§ Source extract:
In-Database Processing
Introduction
When processing remote data using Altair AI Cloud, there are several different approaches:
-
You can download the data from the remote repository and process it in AI Cloud, before writing it back again, using operators such as
- Read Amazon S3
- Read Google Storage
- Write Database
- Write Salesforce
-
You can process the data within the remote repository, using the repository's native tools:
-
The Execute SQL operator executes SQL directly in a remote database.
-
In-Database Processing allows you to create native AI Cloud processes that are automatically translated into the query language of the remote repository, whether it be Google BigQuery, Oracle, Snowflake, or any other of the supported services.
-
This document will concentrate on the last of these methods, In-Database Processing.
Supported services
Currently the In-Database Processing feature supports the following services:
- Google BigQuery
- Microsoft SQL Server
- MySQL
- Oracle
- PostgreSQL
- Snowflake
We are continuously adding support for other services based on popular demand.
Note that In-Database Processing provides standard SQL support for any SQL database, even if the database is not included in the above list. The differences between supported SQL databases and unsupported SQL databases are the following:
- Supported SQL databases (and indeed any supported services, not just SQL) appear in the SQL dialect parameter list in the In Database Nest operator. Unsupported SQL databases appear as other.
- With supported SQL databases, non-standard functions (e.g.
string_agg
in PostgreSQL) appear in the function list for the operator Generate Attributes (In Database). With unsupported SQL databases, only standard SQL functions are available.
Advantages of in-database processing
Moving large data sets over the internet can be both slow and costly.
With In-Database Processing, you can save both time and money by leveraging the computing power and efficiency of your data storage provider, with the following additional benefits:
- you reduce network congestion
- you limit local memory usage
- you keep your data securely in one place
- you can chain operators as you normally would in the Workflow Designer, and In-Database Processing translates this chain into a complex query that is then executed remotely. In short, it's an SQL query builder.

§ Tasks for this exercise:
1) According to the In-Database Processing page, how do unsupported SQL databases appear in the SQL dialect parameter list of the In Database Nest operator?
2) Summarize the In-Database Processing page in two sentences.
3) Pick up the In-Database Processing page from where it stops and continue it.
The data here come from a separate source.

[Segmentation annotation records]
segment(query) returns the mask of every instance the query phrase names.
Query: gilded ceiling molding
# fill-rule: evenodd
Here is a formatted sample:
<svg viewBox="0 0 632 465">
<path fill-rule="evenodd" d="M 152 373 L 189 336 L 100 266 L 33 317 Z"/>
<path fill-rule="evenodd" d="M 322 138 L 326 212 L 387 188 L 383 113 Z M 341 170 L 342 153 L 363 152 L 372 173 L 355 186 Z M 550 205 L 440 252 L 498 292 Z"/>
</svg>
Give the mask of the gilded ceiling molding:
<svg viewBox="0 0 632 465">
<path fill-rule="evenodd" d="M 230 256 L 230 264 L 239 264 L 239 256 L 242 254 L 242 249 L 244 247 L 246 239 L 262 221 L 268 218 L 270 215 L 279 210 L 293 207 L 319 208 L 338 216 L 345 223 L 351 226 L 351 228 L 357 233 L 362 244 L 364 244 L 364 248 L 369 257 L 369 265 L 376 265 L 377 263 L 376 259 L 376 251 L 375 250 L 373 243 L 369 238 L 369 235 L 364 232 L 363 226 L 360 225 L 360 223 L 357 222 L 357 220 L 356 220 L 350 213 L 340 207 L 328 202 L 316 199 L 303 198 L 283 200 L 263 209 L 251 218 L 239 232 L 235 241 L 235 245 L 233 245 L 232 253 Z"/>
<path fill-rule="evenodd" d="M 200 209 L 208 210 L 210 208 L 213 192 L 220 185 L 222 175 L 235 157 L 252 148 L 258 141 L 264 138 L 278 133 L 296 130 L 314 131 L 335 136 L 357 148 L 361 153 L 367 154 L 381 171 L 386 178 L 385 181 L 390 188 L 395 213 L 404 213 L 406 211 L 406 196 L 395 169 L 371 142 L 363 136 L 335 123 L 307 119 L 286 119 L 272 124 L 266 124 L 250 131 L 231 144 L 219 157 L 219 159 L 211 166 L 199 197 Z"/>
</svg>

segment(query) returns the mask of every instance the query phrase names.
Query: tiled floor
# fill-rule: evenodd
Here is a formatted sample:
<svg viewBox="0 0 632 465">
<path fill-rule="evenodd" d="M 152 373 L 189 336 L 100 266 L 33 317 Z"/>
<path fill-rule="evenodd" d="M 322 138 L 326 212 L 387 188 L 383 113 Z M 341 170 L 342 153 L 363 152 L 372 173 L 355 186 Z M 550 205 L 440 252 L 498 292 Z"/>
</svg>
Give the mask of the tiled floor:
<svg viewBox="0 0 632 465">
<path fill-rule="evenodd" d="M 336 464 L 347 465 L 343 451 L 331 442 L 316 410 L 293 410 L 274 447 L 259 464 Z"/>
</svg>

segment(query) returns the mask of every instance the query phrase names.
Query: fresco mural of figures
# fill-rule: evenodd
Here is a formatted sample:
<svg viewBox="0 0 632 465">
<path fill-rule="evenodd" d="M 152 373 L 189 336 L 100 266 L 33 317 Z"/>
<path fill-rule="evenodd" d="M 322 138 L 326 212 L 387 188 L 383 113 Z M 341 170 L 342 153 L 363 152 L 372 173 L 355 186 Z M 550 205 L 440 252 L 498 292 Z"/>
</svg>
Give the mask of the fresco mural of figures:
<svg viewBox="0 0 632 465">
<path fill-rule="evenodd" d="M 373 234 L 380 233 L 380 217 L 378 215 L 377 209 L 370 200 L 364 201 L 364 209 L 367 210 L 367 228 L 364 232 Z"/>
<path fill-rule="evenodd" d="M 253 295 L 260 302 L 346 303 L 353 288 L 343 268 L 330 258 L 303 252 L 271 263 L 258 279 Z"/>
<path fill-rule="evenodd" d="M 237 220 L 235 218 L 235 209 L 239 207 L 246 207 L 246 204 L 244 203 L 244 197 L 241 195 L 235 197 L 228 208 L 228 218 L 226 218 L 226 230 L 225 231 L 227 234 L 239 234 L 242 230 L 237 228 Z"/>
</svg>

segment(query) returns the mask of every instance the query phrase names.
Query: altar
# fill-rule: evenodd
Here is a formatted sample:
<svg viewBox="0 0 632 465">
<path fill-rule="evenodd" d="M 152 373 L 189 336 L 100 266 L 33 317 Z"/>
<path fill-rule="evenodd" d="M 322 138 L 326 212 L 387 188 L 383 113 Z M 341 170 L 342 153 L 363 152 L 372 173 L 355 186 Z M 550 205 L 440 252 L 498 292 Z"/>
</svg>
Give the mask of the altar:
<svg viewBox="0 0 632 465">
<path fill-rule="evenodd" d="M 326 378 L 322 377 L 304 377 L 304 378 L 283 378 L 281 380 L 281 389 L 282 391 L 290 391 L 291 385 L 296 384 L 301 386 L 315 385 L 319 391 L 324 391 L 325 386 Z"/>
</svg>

§ Answers to the tasks:
1) They appear as "other."

2) In-Database Processing lets users build native AI Cloud processes that are automatically translated into the query language of a remote repository, such as Google BigQuery, Microsoft SQL Server, MySQL, Oracle, PostgreSQL, or Snowflake, and it also offers standard SQL support for unsupported SQL databases. Because moving large data sets over the internet is slow and costly, processing data where it is stored saves time and money, reduces network congestion, limits local memory usage, and keeps the data securely in one place.

3)
In Database Nest
The In-Database Processing feature provides a special group of operators that help you to build an SQL query.
- The In Database Nest operator provides a container that is part of your workflow.
- Inside that container, you include a special group of operators marked (In-Database Processing).
When executed, the In Database Nest operator converts the subprocess into a query that operates on the remote data repository using its native query language.
Parameter | Description |
---|---|
Connection Entry | The In Database Nest must provide a connection to the remote data repository. |
Limit Sample Size | Limit the number of rows returned by a query. |
Autodetect SQL dialect | Detect the SQL dialect automatically from the connection settings. If unchecked, you must select the dialect from SQL dialect parameter dropdown list. |
Parallelize | Set to true to concurrently submit multiple queries to the database. Multiple Nest outputs require multiple queries, and setting this parameter to true makes them run in parallel. Note that this may increase the load on your source database significantly. |
Allow All Operators | Set to true to allow using any type of operator inside the Nest, not just In-Database operators. Note that this option should only be considered as a last resort. These operators may not behave as intended, their behavior may depend on inner implementation details, and no backward compatibility is guaranteed if such operators are used inside the Nest. Also note that automatic replacement of non-In-Database operators when they are dragged and dropped into the Nest is disabled if this parameter is set to true. Please only use this option if you know what you are doing and you are ready to experiment. |
Available operators (In-Database Processing)
The complete list of operators belonging to In-Database Processing is given below:
- In Database Nest
Data Access (2)
- Retrieve (In-Database Processing)
- Store (In-Database Processing)
Blending (16)
- Aggregate (In-Database Processing)
- Convert Type (In-Database Processing)
- Custom Query (In-Database Processing)
- Filter Example Range (In-Database Processing)
- Filter Examples (In-Database Processing)
- Generate Attributes (In-Database Processing)
- Generate Rank (In-Database Processing)
- Join (In-Database Processing)
- Rename (In-Database Processing)
- Rename by Replacing (In-Database Processing)
- Reorder Attributes (In-Database Processing)
- Replace (In-Database Processing)
- Sample (In-Database Processing)
- Select Attributes (In-Database Processing)
- Sort (In-Database Processing)
- Union (In-Database Processing)
Cleansing (3)
- Declare Missing Value (In-Database Processing)
- Remove Duplicates (In-Database Processing)
- Replace Missing Values (In-Database Processing)
Utility (2)
- Multiply (In-Database Processing)
- Subprocess (In-Database Processing)